What to produce
Start at the line holding "Q: Locate a point on each instance of the leafy". Write out that line and each one after it to the end of the data, unchanged.

Entries taken from a collection:
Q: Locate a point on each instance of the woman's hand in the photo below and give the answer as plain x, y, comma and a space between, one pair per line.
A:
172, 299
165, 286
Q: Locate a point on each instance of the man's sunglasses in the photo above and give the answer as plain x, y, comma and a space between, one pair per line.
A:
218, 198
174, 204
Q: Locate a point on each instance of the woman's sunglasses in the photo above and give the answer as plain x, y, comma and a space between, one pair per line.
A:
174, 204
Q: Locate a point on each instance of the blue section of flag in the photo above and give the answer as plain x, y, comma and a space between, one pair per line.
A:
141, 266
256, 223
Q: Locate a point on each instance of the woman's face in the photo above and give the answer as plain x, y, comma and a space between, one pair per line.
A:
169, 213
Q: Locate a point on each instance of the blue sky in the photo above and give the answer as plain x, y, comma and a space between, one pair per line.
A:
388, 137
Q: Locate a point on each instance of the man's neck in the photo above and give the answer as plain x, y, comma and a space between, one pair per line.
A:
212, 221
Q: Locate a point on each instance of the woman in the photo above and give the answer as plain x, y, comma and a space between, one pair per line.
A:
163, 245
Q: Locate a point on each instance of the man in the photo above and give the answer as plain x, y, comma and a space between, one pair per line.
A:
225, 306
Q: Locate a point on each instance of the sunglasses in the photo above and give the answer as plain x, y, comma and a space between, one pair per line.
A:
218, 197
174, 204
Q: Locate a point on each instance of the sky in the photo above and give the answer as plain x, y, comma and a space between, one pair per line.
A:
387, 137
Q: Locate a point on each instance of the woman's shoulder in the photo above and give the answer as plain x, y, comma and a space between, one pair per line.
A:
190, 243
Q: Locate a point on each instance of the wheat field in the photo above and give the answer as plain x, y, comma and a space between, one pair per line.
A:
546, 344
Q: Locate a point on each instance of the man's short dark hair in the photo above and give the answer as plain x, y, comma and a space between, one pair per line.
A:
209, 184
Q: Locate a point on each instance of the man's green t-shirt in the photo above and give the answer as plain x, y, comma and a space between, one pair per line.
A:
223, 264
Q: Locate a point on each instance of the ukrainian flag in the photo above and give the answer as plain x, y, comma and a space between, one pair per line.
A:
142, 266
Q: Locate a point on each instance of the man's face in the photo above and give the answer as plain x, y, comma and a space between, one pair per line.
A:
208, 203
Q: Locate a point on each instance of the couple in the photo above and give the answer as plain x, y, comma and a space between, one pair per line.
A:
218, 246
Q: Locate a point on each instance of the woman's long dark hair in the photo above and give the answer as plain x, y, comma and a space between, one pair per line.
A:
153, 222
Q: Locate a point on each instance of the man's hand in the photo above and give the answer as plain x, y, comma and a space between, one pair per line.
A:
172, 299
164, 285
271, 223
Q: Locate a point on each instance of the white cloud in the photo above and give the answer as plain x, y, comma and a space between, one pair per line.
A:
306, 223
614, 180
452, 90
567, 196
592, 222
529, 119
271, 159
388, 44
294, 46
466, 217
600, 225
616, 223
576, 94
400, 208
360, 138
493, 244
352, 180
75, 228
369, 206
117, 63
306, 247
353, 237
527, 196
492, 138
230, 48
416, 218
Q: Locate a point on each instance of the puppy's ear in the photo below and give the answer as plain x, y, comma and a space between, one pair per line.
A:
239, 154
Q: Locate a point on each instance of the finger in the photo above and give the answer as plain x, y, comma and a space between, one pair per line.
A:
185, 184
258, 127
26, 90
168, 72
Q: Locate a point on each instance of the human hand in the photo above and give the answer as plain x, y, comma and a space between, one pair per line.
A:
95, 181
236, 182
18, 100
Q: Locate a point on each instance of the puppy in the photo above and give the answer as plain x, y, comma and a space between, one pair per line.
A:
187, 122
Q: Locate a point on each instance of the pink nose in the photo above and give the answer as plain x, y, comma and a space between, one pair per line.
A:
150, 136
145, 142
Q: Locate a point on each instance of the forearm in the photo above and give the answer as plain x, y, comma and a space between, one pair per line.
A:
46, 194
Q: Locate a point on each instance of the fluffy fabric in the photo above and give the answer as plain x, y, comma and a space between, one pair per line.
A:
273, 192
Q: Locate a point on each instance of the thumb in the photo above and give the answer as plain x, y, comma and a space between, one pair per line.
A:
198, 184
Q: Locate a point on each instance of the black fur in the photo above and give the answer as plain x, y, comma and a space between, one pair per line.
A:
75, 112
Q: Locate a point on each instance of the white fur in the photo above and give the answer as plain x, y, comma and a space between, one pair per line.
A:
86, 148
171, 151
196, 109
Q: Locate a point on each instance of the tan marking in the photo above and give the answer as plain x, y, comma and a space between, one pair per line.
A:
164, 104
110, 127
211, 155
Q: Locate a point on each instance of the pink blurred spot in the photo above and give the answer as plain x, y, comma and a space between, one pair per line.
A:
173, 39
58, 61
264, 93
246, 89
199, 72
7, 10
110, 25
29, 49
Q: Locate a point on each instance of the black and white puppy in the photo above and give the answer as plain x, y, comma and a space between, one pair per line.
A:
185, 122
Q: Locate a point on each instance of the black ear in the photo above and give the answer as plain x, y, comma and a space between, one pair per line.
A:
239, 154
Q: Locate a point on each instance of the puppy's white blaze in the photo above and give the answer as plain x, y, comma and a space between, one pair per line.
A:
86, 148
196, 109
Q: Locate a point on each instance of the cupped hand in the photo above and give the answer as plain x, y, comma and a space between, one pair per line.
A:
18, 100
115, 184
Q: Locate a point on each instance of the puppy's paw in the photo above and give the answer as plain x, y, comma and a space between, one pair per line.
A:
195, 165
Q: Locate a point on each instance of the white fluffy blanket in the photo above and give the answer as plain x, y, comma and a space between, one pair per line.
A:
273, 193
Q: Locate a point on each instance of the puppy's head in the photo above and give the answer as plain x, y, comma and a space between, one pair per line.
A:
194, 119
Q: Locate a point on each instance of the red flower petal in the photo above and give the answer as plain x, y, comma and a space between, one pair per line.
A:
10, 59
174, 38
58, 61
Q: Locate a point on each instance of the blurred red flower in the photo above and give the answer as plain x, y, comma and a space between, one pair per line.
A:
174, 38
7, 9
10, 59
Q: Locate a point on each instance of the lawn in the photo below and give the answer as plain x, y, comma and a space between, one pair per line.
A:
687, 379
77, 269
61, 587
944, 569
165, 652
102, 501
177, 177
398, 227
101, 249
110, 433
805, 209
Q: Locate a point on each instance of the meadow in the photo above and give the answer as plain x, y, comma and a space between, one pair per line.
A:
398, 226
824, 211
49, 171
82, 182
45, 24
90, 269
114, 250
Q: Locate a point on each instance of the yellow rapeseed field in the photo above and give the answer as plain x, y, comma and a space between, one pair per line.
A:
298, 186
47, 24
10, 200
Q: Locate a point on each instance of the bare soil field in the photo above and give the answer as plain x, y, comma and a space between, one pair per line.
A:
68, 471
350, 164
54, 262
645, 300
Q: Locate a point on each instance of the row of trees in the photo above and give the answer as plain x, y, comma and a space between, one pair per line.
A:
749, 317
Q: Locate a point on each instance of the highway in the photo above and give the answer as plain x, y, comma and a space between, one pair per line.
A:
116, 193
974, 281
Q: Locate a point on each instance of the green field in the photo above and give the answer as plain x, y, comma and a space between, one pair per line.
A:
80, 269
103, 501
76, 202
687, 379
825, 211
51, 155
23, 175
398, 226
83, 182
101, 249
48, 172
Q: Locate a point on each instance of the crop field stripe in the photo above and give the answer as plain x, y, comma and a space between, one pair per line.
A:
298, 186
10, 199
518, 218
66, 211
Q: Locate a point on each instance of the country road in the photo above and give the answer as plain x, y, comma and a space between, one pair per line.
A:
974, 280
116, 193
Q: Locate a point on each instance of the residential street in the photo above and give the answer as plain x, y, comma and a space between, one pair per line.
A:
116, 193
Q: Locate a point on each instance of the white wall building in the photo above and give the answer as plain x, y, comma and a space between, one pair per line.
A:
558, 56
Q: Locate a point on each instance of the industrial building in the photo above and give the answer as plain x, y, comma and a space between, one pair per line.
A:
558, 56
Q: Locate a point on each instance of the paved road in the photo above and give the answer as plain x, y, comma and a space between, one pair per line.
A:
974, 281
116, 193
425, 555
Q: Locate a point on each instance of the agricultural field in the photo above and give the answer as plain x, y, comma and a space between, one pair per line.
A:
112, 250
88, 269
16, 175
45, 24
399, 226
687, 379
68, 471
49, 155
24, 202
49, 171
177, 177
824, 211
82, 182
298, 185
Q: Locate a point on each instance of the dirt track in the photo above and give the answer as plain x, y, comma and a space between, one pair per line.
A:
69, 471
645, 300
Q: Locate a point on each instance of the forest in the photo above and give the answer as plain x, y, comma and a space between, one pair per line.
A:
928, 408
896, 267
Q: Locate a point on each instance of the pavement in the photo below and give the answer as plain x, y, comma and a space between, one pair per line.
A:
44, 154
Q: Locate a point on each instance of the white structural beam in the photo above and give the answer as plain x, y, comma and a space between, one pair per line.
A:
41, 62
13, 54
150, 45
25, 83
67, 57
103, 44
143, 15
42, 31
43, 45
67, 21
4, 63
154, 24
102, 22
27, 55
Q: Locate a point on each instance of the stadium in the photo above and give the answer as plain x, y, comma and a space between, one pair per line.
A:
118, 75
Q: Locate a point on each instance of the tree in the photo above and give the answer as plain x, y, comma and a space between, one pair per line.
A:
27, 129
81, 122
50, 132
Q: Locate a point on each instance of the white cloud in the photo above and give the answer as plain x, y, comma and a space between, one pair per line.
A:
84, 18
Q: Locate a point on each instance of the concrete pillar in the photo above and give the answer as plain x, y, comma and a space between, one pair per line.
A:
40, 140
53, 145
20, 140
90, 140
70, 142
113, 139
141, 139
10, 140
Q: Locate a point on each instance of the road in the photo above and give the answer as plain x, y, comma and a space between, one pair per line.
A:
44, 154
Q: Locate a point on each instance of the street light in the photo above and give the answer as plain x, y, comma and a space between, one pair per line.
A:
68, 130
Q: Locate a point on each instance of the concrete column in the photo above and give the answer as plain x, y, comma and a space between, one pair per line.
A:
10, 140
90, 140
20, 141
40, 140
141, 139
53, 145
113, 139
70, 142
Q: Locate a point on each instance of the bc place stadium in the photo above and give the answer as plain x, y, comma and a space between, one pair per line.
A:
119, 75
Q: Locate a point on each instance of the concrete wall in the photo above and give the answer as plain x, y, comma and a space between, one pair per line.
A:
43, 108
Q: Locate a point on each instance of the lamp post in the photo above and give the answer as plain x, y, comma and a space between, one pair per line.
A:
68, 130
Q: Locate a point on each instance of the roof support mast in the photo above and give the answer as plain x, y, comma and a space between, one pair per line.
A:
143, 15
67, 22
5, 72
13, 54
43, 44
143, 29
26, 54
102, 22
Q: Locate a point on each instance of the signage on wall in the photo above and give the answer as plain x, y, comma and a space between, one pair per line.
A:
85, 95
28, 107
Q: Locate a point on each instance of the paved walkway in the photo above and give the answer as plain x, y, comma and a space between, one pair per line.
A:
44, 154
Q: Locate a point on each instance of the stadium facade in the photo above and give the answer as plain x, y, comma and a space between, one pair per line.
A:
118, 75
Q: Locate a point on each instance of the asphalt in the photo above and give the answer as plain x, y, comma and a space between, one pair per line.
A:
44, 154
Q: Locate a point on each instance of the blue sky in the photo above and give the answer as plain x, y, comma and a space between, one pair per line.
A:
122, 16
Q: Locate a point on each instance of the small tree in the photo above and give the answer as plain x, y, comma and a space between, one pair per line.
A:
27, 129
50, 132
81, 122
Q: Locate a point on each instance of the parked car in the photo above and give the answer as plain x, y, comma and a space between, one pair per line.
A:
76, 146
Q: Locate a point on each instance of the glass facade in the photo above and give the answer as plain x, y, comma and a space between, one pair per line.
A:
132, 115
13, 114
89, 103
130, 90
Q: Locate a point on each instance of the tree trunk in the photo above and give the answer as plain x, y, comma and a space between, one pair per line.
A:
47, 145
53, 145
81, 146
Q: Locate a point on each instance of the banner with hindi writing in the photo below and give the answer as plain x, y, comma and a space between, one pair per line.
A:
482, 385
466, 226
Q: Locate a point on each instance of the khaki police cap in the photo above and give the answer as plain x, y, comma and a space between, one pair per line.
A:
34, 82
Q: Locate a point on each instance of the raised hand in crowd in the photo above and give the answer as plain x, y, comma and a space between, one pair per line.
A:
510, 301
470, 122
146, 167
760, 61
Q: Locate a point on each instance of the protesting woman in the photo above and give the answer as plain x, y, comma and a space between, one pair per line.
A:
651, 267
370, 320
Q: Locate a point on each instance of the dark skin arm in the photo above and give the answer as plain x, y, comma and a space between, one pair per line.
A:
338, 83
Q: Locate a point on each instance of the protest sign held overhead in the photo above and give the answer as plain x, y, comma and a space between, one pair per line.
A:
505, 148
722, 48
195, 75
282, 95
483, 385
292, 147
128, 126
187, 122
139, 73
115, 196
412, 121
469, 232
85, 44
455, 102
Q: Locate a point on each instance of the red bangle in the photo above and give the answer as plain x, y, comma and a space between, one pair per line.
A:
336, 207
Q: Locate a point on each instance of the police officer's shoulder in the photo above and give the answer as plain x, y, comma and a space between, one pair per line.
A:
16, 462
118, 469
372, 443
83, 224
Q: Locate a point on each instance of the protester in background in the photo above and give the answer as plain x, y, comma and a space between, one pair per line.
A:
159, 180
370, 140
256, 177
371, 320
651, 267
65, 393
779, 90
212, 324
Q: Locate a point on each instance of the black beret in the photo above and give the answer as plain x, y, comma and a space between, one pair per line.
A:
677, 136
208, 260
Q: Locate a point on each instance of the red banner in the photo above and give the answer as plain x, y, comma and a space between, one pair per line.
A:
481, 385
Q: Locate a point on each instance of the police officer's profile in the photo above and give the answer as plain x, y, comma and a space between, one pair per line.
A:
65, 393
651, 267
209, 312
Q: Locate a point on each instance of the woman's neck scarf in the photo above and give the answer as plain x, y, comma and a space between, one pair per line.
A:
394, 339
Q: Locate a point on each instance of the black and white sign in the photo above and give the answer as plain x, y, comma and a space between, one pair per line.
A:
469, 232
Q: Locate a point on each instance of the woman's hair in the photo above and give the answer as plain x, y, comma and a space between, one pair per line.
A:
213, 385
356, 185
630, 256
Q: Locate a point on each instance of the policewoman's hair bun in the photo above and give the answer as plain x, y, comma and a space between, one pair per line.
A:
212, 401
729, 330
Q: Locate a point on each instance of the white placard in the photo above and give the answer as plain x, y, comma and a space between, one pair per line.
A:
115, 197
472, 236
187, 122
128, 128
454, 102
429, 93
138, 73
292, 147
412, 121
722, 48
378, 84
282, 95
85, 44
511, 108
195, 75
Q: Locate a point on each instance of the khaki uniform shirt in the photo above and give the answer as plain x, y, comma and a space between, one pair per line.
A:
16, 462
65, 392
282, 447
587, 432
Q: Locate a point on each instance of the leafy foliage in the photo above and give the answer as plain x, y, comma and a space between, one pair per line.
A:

Task result
Q: Locate a point on each instance of the leafy foliage in the photo above and give the answer as plain x, y, comma and a space between, one pair per line.
A:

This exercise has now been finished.